2021/08/30

紙の街ルッカの世界最大のペーパーアート展にて功労賞(Carrer Award)受賞しました(前編)

今回のコラムでは、世界的なコロナ問題の中でのルッカの国際展示会に参加するまでの経緯と、制作した「約1000種類の和紙に照らされた茶室」、展示している自身の作品や各国から出展された作品などをご紹介したいと思います。

オペラ界の巨匠ジャコモ・プッチーニの生まれた街/製紙業の街

「蝶々夫人」や「トゥーランドット」などの名作を生み出したオペラ界の巨匠ジャコモ・プッチーニが生まれた街「ルッカ」をご存知でしょうか?
この街は1500年代に作られた長さ4kmに及ぶ城壁が完璧な形で残された歴史都市で、その中心街にはプッチーニの生家や100の教会があるとも言われています。
しかしそのルッカの街がヨーロッパ屈指の製紙工業の街であることは実はイタリア人にもあまり知られていません。
この街ではティッシュ(国内の80%、ヨーロッパの17%)やダンボール(国内の40%、ヨーロッパの5%)など生活用品として使われる紙が多く生産され、海外に輸出されている紙は年間約70億ユーロと街の経済を大きく支えています。

[データセットからの抜粋]

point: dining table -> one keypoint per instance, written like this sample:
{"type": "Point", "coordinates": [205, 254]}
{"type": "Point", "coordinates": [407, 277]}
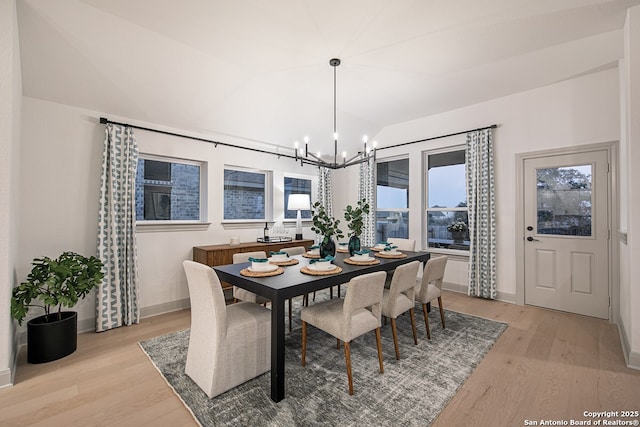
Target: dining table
{"type": "Point", "coordinates": [293, 282]}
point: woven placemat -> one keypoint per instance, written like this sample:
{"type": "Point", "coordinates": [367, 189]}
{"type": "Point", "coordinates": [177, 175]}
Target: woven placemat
{"type": "Point", "coordinates": [291, 261]}
{"type": "Point", "coordinates": [249, 273]}
{"type": "Point", "coordinates": [383, 255]}
{"type": "Point", "coordinates": [306, 270]}
{"type": "Point", "coordinates": [355, 262]}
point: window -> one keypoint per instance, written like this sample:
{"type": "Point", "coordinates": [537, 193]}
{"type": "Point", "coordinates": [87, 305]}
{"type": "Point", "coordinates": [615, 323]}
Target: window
{"type": "Point", "coordinates": [245, 194]}
{"type": "Point", "coordinates": [168, 189]}
{"type": "Point", "coordinates": [446, 211]}
{"type": "Point", "coordinates": [392, 199]}
{"type": "Point", "coordinates": [296, 186]}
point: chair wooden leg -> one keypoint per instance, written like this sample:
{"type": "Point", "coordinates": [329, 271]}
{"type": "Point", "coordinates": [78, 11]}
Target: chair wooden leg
{"type": "Point", "coordinates": [304, 341]}
{"type": "Point", "coordinates": [441, 311]}
{"type": "Point", "coordinates": [413, 326]}
{"type": "Point", "coordinates": [395, 338]}
{"type": "Point", "coordinates": [347, 357]}
{"type": "Point", "coordinates": [426, 320]}
{"type": "Point", "coordinates": [379, 344]}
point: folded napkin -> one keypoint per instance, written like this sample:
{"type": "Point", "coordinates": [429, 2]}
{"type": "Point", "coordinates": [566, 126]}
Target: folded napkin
{"type": "Point", "coordinates": [278, 253]}
{"type": "Point", "coordinates": [327, 258]}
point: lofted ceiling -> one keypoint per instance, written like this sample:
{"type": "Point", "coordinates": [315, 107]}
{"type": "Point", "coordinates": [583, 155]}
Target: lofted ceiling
{"type": "Point", "coordinates": [258, 71]}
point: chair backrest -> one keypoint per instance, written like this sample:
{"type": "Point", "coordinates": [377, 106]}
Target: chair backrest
{"type": "Point", "coordinates": [208, 308]}
{"type": "Point", "coordinates": [403, 244]}
{"type": "Point", "coordinates": [403, 281]}
{"type": "Point", "coordinates": [244, 256]}
{"type": "Point", "coordinates": [364, 291]}
{"type": "Point", "coordinates": [434, 272]}
{"type": "Point", "coordinates": [295, 250]}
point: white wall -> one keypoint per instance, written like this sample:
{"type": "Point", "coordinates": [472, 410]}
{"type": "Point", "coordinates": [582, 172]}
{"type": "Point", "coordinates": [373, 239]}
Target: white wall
{"type": "Point", "coordinates": [580, 111]}
{"type": "Point", "coordinates": [629, 317]}
{"type": "Point", "coordinates": [62, 148]}
{"type": "Point", "coordinates": [10, 101]}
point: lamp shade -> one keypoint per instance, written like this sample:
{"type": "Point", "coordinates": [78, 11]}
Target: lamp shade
{"type": "Point", "coordinates": [299, 202]}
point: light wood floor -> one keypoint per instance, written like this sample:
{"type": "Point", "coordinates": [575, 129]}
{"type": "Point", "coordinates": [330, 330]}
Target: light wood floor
{"type": "Point", "coordinates": [547, 365]}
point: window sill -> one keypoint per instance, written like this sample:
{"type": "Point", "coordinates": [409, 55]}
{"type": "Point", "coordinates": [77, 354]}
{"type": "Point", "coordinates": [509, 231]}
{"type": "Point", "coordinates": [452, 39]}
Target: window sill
{"type": "Point", "coordinates": [454, 255]}
{"type": "Point", "coordinates": [154, 226]}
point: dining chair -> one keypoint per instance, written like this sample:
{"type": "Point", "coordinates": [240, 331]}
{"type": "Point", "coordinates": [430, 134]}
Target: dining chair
{"type": "Point", "coordinates": [240, 294]}
{"type": "Point", "coordinates": [400, 298]}
{"type": "Point", "coordinates": [403, 244]}
{"type": "Point", "coordinates": [358, 313]}
{"type": "Point", "coordinates": [228, 345]}
{"type": "Point", "coordinates": [430, 287]}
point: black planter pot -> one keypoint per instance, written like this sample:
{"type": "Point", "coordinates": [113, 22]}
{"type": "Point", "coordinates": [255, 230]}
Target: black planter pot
{"type": "Point", "coordinates": [52, 340]}
{"type": "Point", "coordinates": [354, 244]}
{"type": "Point", "coordinates": [327, 247]}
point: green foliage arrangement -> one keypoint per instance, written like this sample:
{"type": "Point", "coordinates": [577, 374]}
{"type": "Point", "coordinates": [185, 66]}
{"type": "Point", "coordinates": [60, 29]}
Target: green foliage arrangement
{"type": "Point", "coordinates": [324, 224]}
{"type": "Point", "coordinates": [354, 216]}
{"type": "Point", "coordinates": [59, 282]}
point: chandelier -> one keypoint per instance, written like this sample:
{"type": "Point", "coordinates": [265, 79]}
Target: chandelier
{"type": "Point", "coordinates": [367, 153]}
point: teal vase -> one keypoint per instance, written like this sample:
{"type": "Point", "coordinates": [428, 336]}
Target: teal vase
{"type": "Point", "coordinates": [354, 244]}
{"type": "Point", "coordinates": [327, 247]}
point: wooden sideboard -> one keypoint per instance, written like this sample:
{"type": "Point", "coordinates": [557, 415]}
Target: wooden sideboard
{"type": "Point", "coordinates": [223, 254]}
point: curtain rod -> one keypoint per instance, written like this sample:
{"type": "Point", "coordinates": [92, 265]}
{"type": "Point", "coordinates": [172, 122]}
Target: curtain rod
{"type": "Point", "coordinates": [437, 137]}
{"type": "Point", "coordinates": [302, 160]}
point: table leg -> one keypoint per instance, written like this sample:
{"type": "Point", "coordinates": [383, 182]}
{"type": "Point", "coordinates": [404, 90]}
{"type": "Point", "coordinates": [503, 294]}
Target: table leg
{"type": "Point", "coordinates": [277, 349]}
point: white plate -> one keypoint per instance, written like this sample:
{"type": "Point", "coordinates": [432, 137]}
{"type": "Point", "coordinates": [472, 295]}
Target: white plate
{"type": "Point", "coordinates": [362, 259]}
{"type": "Point", "coordinates": [271, 267]}
{"type": "Point", "coordinates": [314, 266]}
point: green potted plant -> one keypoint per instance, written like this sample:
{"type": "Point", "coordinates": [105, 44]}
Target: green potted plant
{"type": "Point", "coordinates": [326, 226]}
{"type": "Point", "coordinates": [53, 284]}
{"type": "Point", "coordinates": [355, 222]}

→ **練習問題**:
[1] ルッカについての本文によると、1500年代に作られた城壁の長さはどれくらいですか?
[2] ルッカについての本文のうち、「紙の街ルッカの世界最大のペー」から始めて「の経済を大きく支えています。」まで続く部分を、一字も変えずに書き写してください。
この資料は、本文とは別のところから取ってきたものです。

→ **解答例**:
[1] 4kmに及びます。

[2]
紙の街ルッカの世界最大のペーパーアート展にて功労賞(Carrer Award)受賞しました(前編)

今回のコラムでは、世界的なコロナ問題の中でのルッカの国際展示会に参加するまでの経緯と、制作した「約1000種類の和紙に照らされた茶室」、展示している自身の作品や各国から出展された作品などをご紹介したいと思います。

オペラ界の巨匠ジャコモ・プッチーニの生まれた街/製紙業の街

「蝶々夫人」や「トゥーランドット」などの名作を生み出したオペラ界の巨匠ジャコモ・プッチーニが生まれた街「ルッカ」をご存知でしょうか?
この街は1500年代に作られた長さ4kmに及ぶ城壁が完璧な形で残された歴史都市で、その中心街にはプッチーニの生家や100の教会があるとも言われています。
しかしそのルッカの街がヨーロッパ屈指の製紙工業の街であることは実はイタリア人にもあまり知られていません。
この街ではティッシュ(国内の80%、ヨーロッパの17%)やダンボール(国内の40%、ヨーロッパの5%)など生活用品として使われる紙が多く生産され、海外に輸出されている紙は年間約70億ユーロと街の経済を大きく支えています。